### Description of the task
Reproduce the material below line for line, without changing any character.

### Provided data
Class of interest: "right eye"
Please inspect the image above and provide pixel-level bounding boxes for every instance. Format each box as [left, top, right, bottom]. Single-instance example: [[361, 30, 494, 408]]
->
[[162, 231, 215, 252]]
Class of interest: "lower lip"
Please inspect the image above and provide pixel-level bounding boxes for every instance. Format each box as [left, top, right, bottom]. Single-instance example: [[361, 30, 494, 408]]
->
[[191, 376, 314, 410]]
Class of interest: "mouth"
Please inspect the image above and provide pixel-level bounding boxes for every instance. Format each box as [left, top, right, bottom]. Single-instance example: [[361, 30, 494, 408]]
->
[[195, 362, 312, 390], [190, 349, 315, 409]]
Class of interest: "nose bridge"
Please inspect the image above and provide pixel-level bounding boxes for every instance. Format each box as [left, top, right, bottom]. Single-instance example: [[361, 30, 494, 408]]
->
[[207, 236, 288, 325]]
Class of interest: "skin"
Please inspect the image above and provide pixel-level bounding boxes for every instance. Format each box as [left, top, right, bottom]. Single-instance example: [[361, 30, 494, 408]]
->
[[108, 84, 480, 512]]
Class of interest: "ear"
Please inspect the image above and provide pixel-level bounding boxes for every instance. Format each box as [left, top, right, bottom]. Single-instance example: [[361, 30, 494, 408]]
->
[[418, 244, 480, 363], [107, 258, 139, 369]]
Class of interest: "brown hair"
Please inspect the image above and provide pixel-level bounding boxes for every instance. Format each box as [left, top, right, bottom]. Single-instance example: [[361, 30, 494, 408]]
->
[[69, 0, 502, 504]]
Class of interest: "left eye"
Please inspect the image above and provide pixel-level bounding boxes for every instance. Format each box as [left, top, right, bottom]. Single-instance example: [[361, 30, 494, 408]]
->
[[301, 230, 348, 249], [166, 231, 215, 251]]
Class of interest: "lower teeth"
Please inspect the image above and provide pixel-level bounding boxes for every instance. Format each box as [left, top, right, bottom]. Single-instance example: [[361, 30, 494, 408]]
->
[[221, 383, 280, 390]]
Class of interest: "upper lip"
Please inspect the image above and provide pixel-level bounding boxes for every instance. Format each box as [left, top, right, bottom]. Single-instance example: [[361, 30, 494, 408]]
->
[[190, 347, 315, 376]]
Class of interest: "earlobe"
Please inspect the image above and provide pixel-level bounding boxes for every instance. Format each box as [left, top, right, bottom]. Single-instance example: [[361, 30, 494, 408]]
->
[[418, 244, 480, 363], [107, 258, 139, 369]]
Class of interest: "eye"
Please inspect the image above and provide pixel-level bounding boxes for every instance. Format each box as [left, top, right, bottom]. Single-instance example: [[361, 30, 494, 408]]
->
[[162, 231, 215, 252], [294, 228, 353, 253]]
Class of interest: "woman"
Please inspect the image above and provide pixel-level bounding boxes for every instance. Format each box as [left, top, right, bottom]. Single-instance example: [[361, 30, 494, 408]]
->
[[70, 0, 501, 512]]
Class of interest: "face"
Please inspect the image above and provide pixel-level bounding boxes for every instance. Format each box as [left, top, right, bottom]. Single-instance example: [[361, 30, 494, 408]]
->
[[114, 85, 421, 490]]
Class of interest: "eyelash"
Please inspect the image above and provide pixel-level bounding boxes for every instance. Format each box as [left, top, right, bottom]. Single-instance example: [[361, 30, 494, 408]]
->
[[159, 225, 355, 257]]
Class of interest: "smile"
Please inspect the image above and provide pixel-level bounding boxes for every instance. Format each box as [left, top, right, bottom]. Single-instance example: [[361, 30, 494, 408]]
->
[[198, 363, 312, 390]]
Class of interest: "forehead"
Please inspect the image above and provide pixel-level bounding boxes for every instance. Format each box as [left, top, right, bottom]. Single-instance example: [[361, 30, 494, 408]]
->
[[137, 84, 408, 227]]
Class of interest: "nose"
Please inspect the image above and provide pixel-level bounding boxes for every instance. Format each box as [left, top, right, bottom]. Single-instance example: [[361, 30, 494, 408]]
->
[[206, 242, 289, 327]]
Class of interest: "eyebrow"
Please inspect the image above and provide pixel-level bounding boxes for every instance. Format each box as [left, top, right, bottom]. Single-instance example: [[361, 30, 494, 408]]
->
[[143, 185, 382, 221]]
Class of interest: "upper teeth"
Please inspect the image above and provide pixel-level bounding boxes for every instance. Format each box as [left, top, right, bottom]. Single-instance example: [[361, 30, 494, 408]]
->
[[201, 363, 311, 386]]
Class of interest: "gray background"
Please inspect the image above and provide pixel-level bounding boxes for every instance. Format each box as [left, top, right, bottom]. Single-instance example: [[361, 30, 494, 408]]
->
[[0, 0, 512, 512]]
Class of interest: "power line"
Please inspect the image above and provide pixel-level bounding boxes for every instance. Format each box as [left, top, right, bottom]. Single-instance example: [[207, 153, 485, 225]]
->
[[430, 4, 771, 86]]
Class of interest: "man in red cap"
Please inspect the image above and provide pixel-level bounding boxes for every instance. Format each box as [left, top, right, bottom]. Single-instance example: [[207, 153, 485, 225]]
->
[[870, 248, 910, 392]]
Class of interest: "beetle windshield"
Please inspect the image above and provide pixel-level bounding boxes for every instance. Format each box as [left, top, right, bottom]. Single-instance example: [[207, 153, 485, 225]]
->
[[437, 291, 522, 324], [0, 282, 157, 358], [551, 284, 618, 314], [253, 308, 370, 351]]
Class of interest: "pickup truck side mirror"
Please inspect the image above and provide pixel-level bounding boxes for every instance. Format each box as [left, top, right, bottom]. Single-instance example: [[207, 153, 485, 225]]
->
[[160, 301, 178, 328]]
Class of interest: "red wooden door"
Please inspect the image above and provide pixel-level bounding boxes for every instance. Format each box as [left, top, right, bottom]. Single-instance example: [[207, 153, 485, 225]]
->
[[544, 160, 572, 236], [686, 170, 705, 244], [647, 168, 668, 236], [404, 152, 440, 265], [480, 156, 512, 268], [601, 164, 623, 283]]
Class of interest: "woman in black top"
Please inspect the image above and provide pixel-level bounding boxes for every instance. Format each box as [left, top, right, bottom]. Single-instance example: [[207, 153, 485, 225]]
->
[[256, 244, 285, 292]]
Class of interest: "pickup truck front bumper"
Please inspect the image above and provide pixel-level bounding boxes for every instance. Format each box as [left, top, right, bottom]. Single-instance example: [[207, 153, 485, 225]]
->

### Solution
Class of interest: "right eye"
Please inspect the image above and provide pixel-level bounding boxes for every instance. Format each box as [left, top, right, bottom]. Single-instance example: [[361, 30, 494, 408]]
->
[[162, 231, 215, 252]]
Class of interest: "lower lip"
Please inspect the image above and provide pixel-level bounding boxes for every instance. Format each box as [left, top, right, bottom]. Single-instance example: [[361, 30, 494, 408]]
->
[[191, 376, 314, 410]]
Class of interest: "mouth"
Please inspect the image above and provide pixel-level bounding boxes for every instance. Format each box as [left, top, right, bottom]. Single-instance example: [[361, 30, 494, 408]]
->
[[195, 362, 312, 390], [190, 349, 315, 409]]
Class of interest: "nose bridge"
Please inspect the image above and provide pixel-level bounding boxes for every instance. Format each box as [left, top, right, bottom]. Single-instance example: [[361, 30, 494, 408]]
->
[[207, 236, 288, 325]]
Class of interest: "skin"
Please inspect the image above and provide pixel-level bounding boxes for every instance. Format each box as [left, top, right, bottom]. Single-instance example: [[361, 30, 494, 408]]
->
[[108, 84, 480, 512]]
Class of interest: "ear"
Please inspect the image above and provide pixel-level bounding boxes for every instance. Format each box as [left, top, right, bottom]. Single-instance example: [[361, 30, 494, 408]]
->
[[418, 244, 480, 363], [107, 258, 139, 369]]
Class of interest: "brown hair"
Please inspect the image above and provide pixel-level bounding boxes for every instance. Format each box as [left, top, right, bottom]. Single-instance example: [[361, 30, 494, 408]]
->
[[69, 0, 502, 504]]
Class of interest: "left eye"
Please inspect the image above and provide pixel-level bounding boxes for every instance. Format each box as [left, top, right, bottom]. Single-instance example: [[361, 30, 494, 408]]
->
[[301, 230, 348, 249], [166, 231, 215, 251]]
Class of interest: "lower teeth"
Please inspect the image above and provide pixel-level bounding boxes for every instance. Format each box as [left, top, right, bottom]. Single-instance example: [[361, 30, 494, 408]]
->
[[221, 383, 280, 390]]
Class of interest: "upper lip"
Please inspect the image above and provide pixel-level bounding boxes for every instance. Format each box as [left, top, right, bottom]. Single-instance example: [[361, 30, 494, 408]]
->
[[190, 347, 315, 376]]
Class of interest: "earlobe"
Please inspect the image above and provide pixel-level bounding boxes for every instance. Format each box as [left, top, right, bottom]. Single-instance example: [[361, 30, 494, 408]]
->
[[418, 244, 480, 363], [107, 258, 139, 369]]
Class of interest: "eye"
Please inspect the image above and provide pixel-level bounding boxes for every instance. Format each box as [left, top, right, bottom]. Single-instance example: [[361, 30, 494, 408]]
->
[[162, 231, 215, 252], [294, 228, 353, 253]]
Class of interest: "woman"
Please inspect the image above and provide pixel-level bounding boxes for every instance. Format each box as [left, top, right, bottom]. Single-instance example: [[361, 30, 494, 408]]
->
[[70, 0, 501, 512]]
Class of interest: "face"
Please inspect the image above and provide pixel-level bounding boxes for every instance. Format each box as [left, top, right, bottom]. Single-instance example: [[361, 30, 494, 408]]
->
[[114, 85, 421, 490]]
Class of interest: "eyelash"
Please inspect the image above and provide pixel-level bounding boxes for every instance. Format each box as [left, top, right, bottom]. Single-instance example: [[361, 30, 494, 408]]
->
[[159, 225, 355, 257]]
Class of interest: "smile"
Please inspect the image above and provide pixel-level bounding boxes for every instance. Format each box as [left, top, right, bottom]. Single-instance example: [[361, 30, 494, 408]]
->
[[198, 363, 312, 390]]
Class of interest: "forehead"
Please inspect the image above and provide pixel-level bounding boxes for every instance. Format each box as [left, top, right, bottom]. Single-instance example: [[361, 30, 494, 408]]
->
[[137, 84, 408, 227]]
Class of interest: "nose"
Please inspect the image above and provide pixel-level bounding boxes for every instance. Format each box as [left, top, right, bottom]. Single-instance example: [[361, 30, 494, 408]]
->
[[206, 242, 289, 327]]
Class of interest: "eyebrow"
Please inspect the image above and provide pixel-level bounding boxes for every instance. Format each box as [left, top, right, bottom]. Single-instance example: [[361, 30, 494, 408]]
->
[[143, 185, 382, 221]]
Class of interest: "upper teeth"
Please inspect the image above and provide pixel-level bounding boxes for every instance. Format each box as [left, top, right, bottom]. Single-instance example: [[361, 30, 494, 408]]
->
[[201, 363, 311, 386]]
Class of interest: "gray background"
Please inspect the image above and provide pixel-level bounding boxes for every instance. Format each box as [left, top, right, bottom]. Single-instance example: [[361, 30, 494, 408]]
->
[[0, 0, 512, 512]]
Class of interest: "power line"
Please inspect the image above and provide pixel-level bounding boxes for every instance. Format each box as [left, top, right, bottom]. Single-instance example: [[207, 153, 485, 225]]
->
[[430, 4, 771, 86]]
Class of interest: "man in red cap"
Please inspect the image above and provide pixel-level bounding boxes for every instance. Format each box as [left, top, right, bottom]. Single-instance example: [[207, 153, 485, 225]]
->
[[870, 248, 910, 392]]
Class of interest: "beetle windshield"
Please inspect the image above and provide pixel-level bounding boxes for every instance. Format each box as [left, top, right, bottom]. Single-instance example: [[207, 153, 485, 225]]
->
[[437, 291, 522, 324], [0, 282, 157, 358], [551, 284, 618, 314], [253, 308, 370, 351]]
Class of interest: "pickup truck side mirror"
Please inspect the image above and provide pixel-level bounding boxes for every instance. Format each box as [left, top, right, bottom]. Single-instance example: [[207, 153, 485, 225]]
->
[[160, 301, 178, 328]]
Class of interest: "red wooden door"
Please inspect the image above and provide pixel-level bounding boxes for every instance. Format each box as [left, top, right, bottom]. Single-instance example: [[207, 153, 485, 225]]
->
[[544, 160, 572, 236], [686, 170, 705, 244], [647, 168, 668, 236], [404, 152, 440, 265], [480, 156, 512, 268], [601, 164, 623, 283]]
Class of interest: "woman in black top"
Please inspect the image above and provide pixel-level bounding boxes for every instance. Format each box as [left, top, right, bottom]. Single-instance example: [[207, 153, 485, 225]]
->
[[256, 244, 285, 292]]
Class of interest: "pickup truck front bumper"
Please inspect the image above and provide pixel-level bounding boxes for every instance. Format each box as [left, top, right, bottom]. Single-instance example: [[207, 153, 485, 225]]
->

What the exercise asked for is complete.